## [Tasks to carry out]
**A.** In the mailing list exchange below, which graphics card does Bruce Dubbs say he has used for several years with the nouveau driver without problems?
**B.** Rewrite the passage of the mailing list exchange starting at "Because I had" and ending at "a pre-assembled machine.", substituting "ready-made" for "pre-assembled".

## [Text excerpt]

------------------------------------------------------------

On Fri, Nov 09, 2018 at 03:57:53PM -0600, Bruce Dubbs via blfs-dev wrote:
> On 11/09/2018 02:57 PM, Ken Moffat via blfs-dev wrote:
> > 
> > I refuse to touch nvidia drivers, and after my experience with
> > nouveau on a GT710 (worked fine if Xorg not used, e.g. for a server,
> > disastrous for crashing if Xorg in use) and from reading reports
> > about the problems of using current nvidia cards with nouveau, I
> > will not again use nvidia cards on a desktop machine.
> 
> My experience is quite different.  I have been using
> 
> 01:00.0 VGA compatible controller: NVIDIA GT218 [GeForce 210]
> 
> for several years on my development system using the nouveau driver with
> absolutely no problems.

Because I had preferred integrated graphics, I only looked at what
was currently-available when I needed to specify a machine, and
after previous problems I wanted to get a pre-assembled machine.
The GT710 was low power, and cheap - it was only later that I found
the open nouveau bugs (and added some more).  But currently-available
nvidia, at least for new systems, seems to mean 1060 or later which
apparently bring a lot of problems (need firmware, maybe cannot
sleep).

>  On the other hand, I tried a Radeon RX460 in the
> same system and could not get it to work satisfactorily without an initrd to
> load firmware.  That creates for me extra work for every new kernel.

Having determined what firmware is needed for ATI cards, I currently
build it into the kernel.  Yes, that takes a little time for the
first few build/boot/reconfigure cycles, but after that it merely
wastes about 72K of kernel memory (based on the sizes of the files
in /lib/firmware for the Caicos card (R5/230) now on this box.

------------------------------------------------------------

## [Records from a dataset]
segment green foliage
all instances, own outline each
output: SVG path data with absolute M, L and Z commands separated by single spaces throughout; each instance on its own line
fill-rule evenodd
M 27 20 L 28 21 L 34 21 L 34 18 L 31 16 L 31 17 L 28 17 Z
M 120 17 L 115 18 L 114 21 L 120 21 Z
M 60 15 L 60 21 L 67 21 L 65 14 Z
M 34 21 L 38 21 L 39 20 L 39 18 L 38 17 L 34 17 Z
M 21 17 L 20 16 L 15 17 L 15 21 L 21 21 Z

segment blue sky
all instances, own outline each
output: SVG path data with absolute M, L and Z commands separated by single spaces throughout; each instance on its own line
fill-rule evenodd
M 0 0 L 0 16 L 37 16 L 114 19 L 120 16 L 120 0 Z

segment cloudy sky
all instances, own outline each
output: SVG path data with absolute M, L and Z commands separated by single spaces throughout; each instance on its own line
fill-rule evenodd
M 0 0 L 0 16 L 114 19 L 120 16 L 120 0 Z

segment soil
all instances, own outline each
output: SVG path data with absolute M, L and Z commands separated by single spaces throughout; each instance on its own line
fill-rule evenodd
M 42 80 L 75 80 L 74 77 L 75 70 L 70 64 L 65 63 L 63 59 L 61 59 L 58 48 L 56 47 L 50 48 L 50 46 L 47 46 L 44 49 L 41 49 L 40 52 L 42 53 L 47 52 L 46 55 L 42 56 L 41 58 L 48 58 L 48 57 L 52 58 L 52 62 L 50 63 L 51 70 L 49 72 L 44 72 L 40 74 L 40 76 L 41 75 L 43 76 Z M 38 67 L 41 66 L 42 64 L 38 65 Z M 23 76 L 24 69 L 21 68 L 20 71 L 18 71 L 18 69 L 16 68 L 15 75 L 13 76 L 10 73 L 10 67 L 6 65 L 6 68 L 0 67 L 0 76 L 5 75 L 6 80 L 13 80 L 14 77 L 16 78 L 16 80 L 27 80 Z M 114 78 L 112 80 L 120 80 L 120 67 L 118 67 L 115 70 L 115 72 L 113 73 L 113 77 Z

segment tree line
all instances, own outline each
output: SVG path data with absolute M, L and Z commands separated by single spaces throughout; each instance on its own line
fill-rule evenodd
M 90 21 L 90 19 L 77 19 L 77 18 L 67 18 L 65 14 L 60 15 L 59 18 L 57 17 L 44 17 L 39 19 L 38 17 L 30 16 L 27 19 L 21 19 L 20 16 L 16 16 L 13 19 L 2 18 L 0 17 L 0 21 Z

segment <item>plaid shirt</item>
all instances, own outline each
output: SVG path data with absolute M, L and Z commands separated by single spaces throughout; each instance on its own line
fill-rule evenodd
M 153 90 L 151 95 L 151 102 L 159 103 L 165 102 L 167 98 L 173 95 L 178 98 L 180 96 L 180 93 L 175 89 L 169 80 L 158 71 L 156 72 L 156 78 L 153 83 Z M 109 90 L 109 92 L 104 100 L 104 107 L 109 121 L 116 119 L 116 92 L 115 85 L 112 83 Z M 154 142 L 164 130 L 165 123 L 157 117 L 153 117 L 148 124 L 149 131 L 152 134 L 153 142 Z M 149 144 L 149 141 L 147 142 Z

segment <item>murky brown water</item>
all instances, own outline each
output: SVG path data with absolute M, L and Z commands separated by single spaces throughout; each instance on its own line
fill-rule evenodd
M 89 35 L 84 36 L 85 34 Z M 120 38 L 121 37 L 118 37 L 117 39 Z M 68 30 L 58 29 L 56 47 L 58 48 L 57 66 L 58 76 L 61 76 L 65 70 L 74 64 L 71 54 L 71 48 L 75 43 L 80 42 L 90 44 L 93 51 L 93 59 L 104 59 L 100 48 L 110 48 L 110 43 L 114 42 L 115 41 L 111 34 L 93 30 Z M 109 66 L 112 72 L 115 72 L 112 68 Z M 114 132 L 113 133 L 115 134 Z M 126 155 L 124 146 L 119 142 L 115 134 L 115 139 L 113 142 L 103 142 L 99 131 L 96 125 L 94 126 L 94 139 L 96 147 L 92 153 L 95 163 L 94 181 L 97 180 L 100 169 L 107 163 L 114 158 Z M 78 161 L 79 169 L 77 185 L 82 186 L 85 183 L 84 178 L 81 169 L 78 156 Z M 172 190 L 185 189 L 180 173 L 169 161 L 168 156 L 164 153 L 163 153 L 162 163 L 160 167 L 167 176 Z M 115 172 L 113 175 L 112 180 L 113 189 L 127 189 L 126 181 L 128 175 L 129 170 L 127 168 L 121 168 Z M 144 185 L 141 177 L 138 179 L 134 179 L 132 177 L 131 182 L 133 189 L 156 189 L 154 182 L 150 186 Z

------------------------------------------------------------

## [Solution list]
**A.** An NVIDIA GT218 [GeForce 210].

**B.**
Because I had preferred integrated graphics, I only looked at what
was currently-available when I needed to specify a machine, and
after previous problems I wanted to get a ready-made machine.